> **LISTED RECORDS**
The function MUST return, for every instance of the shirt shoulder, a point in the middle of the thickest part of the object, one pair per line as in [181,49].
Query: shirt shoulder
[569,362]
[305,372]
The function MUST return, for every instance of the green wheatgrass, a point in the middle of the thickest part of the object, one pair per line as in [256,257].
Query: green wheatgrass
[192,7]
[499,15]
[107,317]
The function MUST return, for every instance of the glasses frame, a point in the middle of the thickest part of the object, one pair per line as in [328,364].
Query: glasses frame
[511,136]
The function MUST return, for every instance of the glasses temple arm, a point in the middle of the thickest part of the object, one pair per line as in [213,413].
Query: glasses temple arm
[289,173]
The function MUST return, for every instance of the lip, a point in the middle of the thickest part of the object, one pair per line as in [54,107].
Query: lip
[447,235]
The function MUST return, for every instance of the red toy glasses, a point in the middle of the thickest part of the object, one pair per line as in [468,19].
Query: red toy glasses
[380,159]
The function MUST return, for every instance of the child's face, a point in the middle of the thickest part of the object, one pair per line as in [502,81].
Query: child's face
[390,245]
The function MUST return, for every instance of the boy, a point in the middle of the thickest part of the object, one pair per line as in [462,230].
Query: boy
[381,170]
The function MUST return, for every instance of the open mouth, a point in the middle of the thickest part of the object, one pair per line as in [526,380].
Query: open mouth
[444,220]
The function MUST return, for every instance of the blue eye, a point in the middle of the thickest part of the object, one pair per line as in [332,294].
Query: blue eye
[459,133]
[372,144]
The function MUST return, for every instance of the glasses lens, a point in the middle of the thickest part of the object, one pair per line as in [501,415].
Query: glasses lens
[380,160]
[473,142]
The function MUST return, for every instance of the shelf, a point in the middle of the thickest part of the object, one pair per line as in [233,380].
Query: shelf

> **EXERCISE DESCRIPTION**
Print again the material above, limited to the lines from the one holding "as in [213,413]." through the last, inclusive.

> **TASK RESULT**
The function MUST return, for every instance of the glasses temple arm, a point in the middle of the thickest part of the object, one pair per line as in [213,413].
Query: glasses temple arm
[289,173]
The function MUST return, for every instance of the lip, a point in the middle of the thickest part of the object, one pair per line as in [54,107].
Query: lip
[447,235]
The function MUST return, for every instance of the red toy glasses, a point in the middle of the thickest part of the object, one pair per line as in [468,19].
Query: red toy glasses
[380,159]
The function MUST return, for every instance of the child's face, a point in the middle of the thickest part of the object, one pair per line as in [502,81].
Query: child's face
[390,245]
The function MUST return, for every instance of the boy, a point in the middle of the thickest part of the object, one pair per line as in [462,230].
Query: boy
[381,170]
The function MUST return, for every instance of the open mouth, a point in the middle of the thickest part of the object, one pair per line as in [526,380].
Query: open mouth
[444,220]
The function MUST return, for every instance of the blue eye, a point in the middle of the thickest part of the object, one pair per line as in [332,294].
Query: blue eye
[459,133]
[372,144]
The function MUST return, for every instance of the glasses lens, a point in the middle of the thickest part of the object, one pair per line as in [501,415].
Query: glasses lens
[380,160]
[473,142]
The function MUST return, for every instance of the shelf, a point in the middle of the thickest part of the object, one pair per line as in [233,380].
Query: shelf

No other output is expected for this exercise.